Skip every line before the one containing "mark: yellow oval", then copy that line and the rest of the entries below exactly, through the last line.
** start **
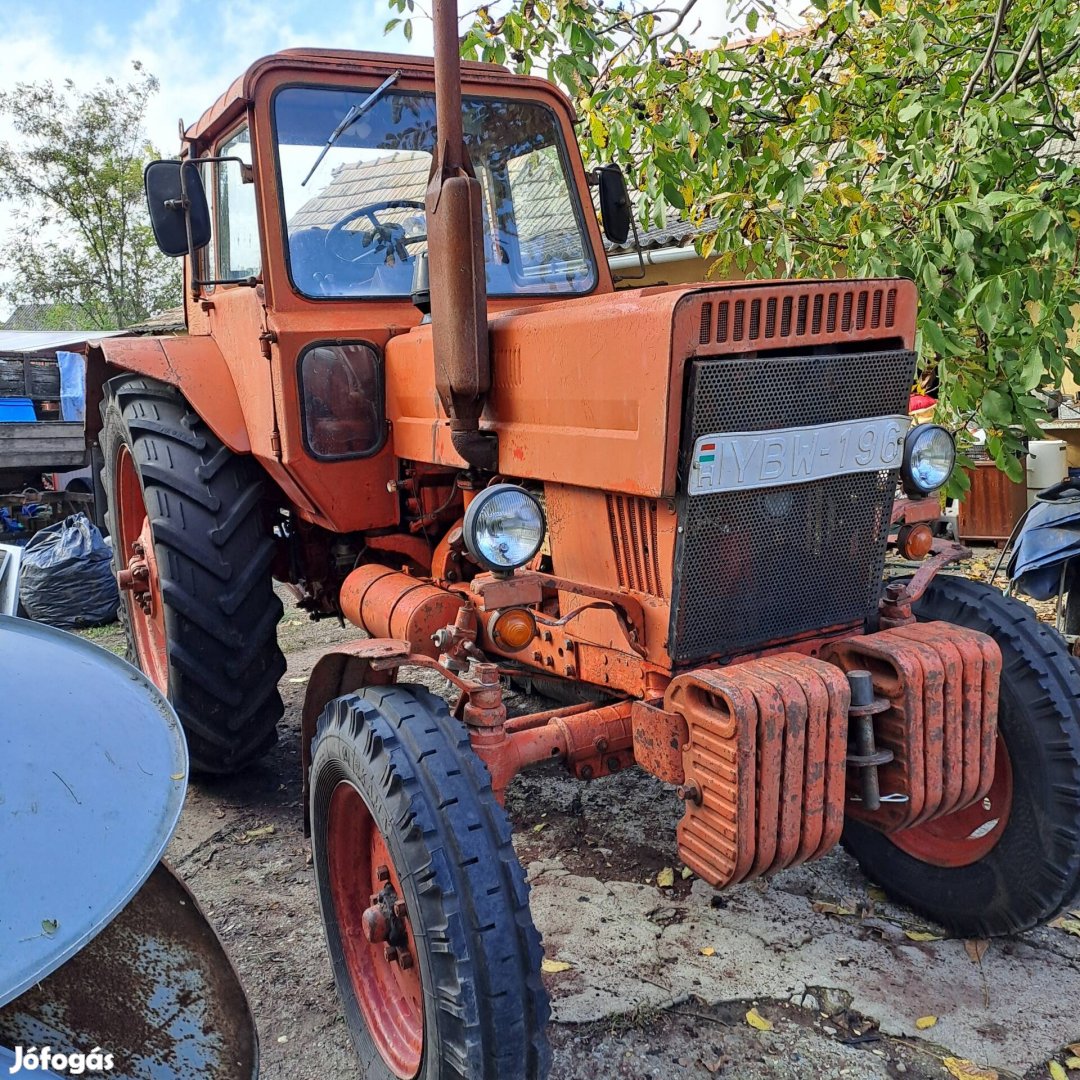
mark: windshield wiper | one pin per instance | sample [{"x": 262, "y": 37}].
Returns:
[{"x": 351, "y": 117}]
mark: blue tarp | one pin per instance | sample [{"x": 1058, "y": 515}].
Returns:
[{"x": 72, "y": 385}]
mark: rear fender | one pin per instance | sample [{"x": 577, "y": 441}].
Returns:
[{"x": 194, "y": 365}]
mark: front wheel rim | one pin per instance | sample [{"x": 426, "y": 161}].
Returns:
[
  {"x": 969, "y": 835},
  {"x": 138, "y": 572},
  {"x": 390, "y": 997}
]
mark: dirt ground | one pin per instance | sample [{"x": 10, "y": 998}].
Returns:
[{"x": 660, "y": 980}]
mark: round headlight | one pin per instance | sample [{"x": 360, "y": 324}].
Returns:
[
  {"x": 503, "y": 527},
  {"x": 929, "y": 456}
]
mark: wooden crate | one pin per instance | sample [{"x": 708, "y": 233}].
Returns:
[{"x": 993, "y": 505}]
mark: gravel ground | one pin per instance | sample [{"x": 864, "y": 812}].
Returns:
[{"x": 829, "y": 987}]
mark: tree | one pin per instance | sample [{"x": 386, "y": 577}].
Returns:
[
  {"x": 82, "y": 241},
  {"x": 930, "y": 138}
]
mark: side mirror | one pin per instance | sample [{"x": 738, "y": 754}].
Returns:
[
  {"x": 615, "y": 203},
  {"x": 177, "y": 204}
]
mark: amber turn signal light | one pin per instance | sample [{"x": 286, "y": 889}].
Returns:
[
  {"x": 513, "y": 629},
  {"x": 914, "y": 541}
]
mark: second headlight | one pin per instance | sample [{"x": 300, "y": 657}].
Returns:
[
  {"x": 504, "y": 527},
  {"x": 929, "y": 456}
]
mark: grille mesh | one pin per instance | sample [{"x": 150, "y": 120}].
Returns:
[{"x": 770, "y": 564}]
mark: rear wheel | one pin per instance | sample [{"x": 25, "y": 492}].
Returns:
[
  {"x": 192, "y": 557},
  {"x": 423, "y": 901},
  {"x": 1012, "y": 860}
]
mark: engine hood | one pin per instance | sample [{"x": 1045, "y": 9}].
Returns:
[{"x": 589, "y": 392}]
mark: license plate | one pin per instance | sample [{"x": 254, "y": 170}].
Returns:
[{"x": 740, "y": 461}]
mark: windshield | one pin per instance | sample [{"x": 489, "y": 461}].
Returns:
[{"x": 358, "y": 227}]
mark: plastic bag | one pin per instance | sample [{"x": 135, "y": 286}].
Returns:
[{"x": 67, "y": 576}]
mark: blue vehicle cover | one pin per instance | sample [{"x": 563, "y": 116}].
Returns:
[{"x": 1048, "y": 540}]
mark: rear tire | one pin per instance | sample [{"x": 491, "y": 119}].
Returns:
[
  {"x": 394, "y": 778},
  {"x": 1031, "y": 869},
  {"x": 211, "y": 643}
]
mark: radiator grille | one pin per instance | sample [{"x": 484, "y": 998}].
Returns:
[
  {"x": 756, "y": 321},
  {"x": 767, "y": 565},
  {"x": 633, "y": 525}
]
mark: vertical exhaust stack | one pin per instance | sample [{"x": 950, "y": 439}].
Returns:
[{"x": 456, "y": 259}]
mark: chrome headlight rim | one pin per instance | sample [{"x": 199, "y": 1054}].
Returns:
[
  {"x": 913, "y": 487},
  {"x": 474, "y": 517}
]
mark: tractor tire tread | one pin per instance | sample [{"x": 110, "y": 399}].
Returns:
[
  {"x": 473, "y": 888},
  {"x": 1037, "y": 881},
  {"x": 214, "y": 556}
]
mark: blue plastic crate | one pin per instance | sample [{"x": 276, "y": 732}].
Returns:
[{"x": 16, "y": 410}]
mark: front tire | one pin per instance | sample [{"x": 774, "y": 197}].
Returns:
[
  {"x": 1013, "y": 860},
  {"x": 203, "y": 624},
  {"x": 404, "y": 821}
]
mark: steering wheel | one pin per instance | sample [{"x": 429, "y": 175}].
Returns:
[{"x": 386, "y": 238}]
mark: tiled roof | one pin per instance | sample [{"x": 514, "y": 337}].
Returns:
[{"x": 541, "y": 213}]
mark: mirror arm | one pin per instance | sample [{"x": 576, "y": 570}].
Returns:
[
  {"x": 637, "y": 248},
  {"x": 186, "y": 203}
]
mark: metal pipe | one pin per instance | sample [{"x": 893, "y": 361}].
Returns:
[
  {"x": 456, "y": 259},
  {"x": 628, "y": 260}
]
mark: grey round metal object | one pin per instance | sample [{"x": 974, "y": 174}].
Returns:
[{"x": 94, "y": 770}]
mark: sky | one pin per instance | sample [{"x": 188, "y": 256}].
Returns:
[{"x": 197, "y": 48}]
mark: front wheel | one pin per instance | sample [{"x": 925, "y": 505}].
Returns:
[
  {"x": 1012, "y": 860},
  {"x": 423, "y": 901}
]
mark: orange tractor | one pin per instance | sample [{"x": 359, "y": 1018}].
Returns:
[{"x": 410, "y": 392}]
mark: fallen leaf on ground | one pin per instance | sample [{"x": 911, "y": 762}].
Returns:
[
  {"x": 757, "y": 1022},
  {"x": 256, "y": 834},
  {"x": 553, "y": 967},
  {"x": 963, "y": 1069},
  {"x": 1069, "y": 926},
  {"x": 822, "y": 907}
]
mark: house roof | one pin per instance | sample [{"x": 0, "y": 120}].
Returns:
[
  {"x": 49, "y": 341},
  {"x": 39, "y": 316}
]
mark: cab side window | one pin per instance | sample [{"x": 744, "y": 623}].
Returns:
[{"x": 233, "y": 253}]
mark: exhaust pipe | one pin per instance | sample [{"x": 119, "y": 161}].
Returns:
[{"x": 456, "y": 259}]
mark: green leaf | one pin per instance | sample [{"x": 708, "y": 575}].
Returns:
[
  {"x": 917, "y": 38},
  {"x": 1039, "y": 225},
  {"x": 909, "y": 111},
  {"x": 673, "y": 194},
  {"x": 997, "y": 408},
  {"x": 699, "y": 119}
]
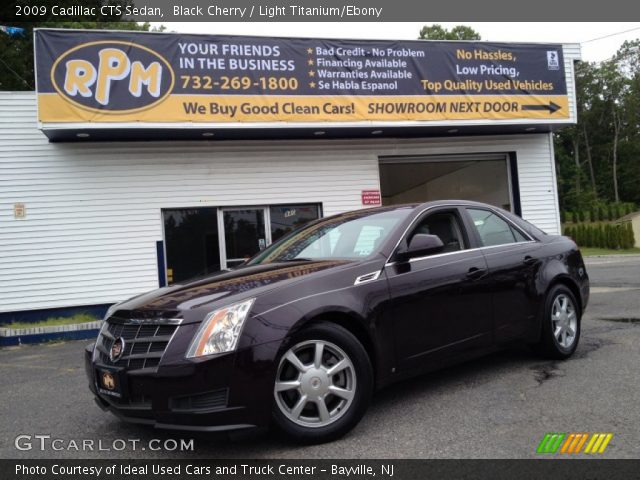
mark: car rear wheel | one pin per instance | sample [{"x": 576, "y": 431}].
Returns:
[
  {"x": 560, "y": 324},
  {"x": 323, "y": 384}
]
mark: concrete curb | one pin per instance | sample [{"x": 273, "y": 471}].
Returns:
[{"x": 19, "y": 336}]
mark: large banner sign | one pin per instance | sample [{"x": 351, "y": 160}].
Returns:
[{"x": 99, "y": 76}]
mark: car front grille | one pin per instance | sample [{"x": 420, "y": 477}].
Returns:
[{"x": 144, "y": 342}]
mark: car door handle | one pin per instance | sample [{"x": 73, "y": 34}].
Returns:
[{"x": 474, "y": 273}]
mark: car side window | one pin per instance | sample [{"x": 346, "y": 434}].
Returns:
[
  {"x": 493, "y": 230},
  {"x": 446, "y": 226}
]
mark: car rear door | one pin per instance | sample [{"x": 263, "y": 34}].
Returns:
[
  {"x": 513, "y": 260},
  {"x": 440, "y": 306}
]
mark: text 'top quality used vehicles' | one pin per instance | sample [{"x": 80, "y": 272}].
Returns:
[{"x": 302, "y": 334}]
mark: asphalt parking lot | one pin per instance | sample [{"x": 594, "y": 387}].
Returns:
[{"x": 496, "y": 407}]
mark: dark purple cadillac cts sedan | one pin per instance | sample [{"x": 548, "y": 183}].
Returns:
[{"x": 302, "y": 334}]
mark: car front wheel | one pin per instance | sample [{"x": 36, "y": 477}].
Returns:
[{"x": 323, "y": 384}]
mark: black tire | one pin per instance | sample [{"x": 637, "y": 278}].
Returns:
[
  {"x": 361, "y": 374},
  {"x": 549, "y": 346}
]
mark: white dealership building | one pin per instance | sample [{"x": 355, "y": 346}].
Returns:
[{"x": 91, "y": 215}]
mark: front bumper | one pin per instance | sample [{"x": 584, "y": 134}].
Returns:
[{"x": 230, "y": 391}]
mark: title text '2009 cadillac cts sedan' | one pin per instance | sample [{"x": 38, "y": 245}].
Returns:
[{"x": 304, "y": 332}]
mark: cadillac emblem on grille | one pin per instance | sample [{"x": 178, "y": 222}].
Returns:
[
  {"x": 117, "y": 349},
  {"x": 108, "y": 381}
]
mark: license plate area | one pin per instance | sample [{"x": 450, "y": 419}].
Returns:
[{"x": 110, "y": 382}]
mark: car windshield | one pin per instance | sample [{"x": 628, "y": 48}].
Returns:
[{"x": 351, "y": 236}]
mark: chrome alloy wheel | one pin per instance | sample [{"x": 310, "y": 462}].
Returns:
[
  {"x": 564, "y": 321},
  {"x": 315, "y": 383}
]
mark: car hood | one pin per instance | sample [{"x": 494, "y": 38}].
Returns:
[{"x": 224, "y": 287}]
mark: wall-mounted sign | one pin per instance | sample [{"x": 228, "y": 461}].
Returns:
[
  {"x": 19, "y": 211},
  {"x": 100, "y": 76},
  {"x": 371, "y": 197}
]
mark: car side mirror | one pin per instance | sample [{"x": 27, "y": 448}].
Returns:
[{"x": 420, "y": 245}]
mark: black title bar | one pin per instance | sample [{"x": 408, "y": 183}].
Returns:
[{"x": 318, "y": 11}]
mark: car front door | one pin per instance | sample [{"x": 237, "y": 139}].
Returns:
[
  {"x": 439, "y": 304},
  {"x": 513, "y": 260}
]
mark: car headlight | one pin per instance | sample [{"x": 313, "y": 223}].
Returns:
[{"x": 220, "y": 331}]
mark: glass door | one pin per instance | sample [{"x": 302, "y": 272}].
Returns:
[{"x": 244, "y": 234}]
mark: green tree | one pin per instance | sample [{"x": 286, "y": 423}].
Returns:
[
  {"x": 16, "y": 52},
  {"x": 438, "y": 32}
]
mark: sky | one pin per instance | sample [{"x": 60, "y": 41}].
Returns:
[{"x": 594, "y": 48}]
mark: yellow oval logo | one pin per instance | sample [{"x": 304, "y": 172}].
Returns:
[{"x": 112, "y": 77}]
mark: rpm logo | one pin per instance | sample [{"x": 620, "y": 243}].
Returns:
[{"x": 112, "y": 77}]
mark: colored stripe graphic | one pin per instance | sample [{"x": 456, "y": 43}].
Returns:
[
  {"x": 572, "y": 443},
  {"x": 551, "y": 442},
  {"x": 598, "y": 443}
]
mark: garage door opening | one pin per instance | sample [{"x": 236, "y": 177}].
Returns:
[{"x": 415, "y": 179}]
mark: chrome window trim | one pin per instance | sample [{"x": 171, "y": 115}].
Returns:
** end **
**Written reply**:
mark: yellow oval logo | one pin per instance | sample [{"x": 304, "y": 172}].
Returns:
[{"x": 112, "y": 77}]
mark: rpm logo | one pin per instance | sample [{"x": 620, "y": 243}].
Returns:
[{"x": 112, "y": 77}]
mark: colored stripe graphic | one pin per instance | sample [{"x": 456, "y": 43}].
Returns:
[
  {"x": 572, "y": 443},
  {"x": 551, "y": 442},
  {"x": 598, "y": 443}
]
mark: garage door opening | one pin per instance | sample [{"x": 236, "y": 177}].
Returns:
[{"x": 415, "y": 179}]
mark: chrome window trim | one pin per instance | sample [{"x": 171, "y": 115}].
Returns:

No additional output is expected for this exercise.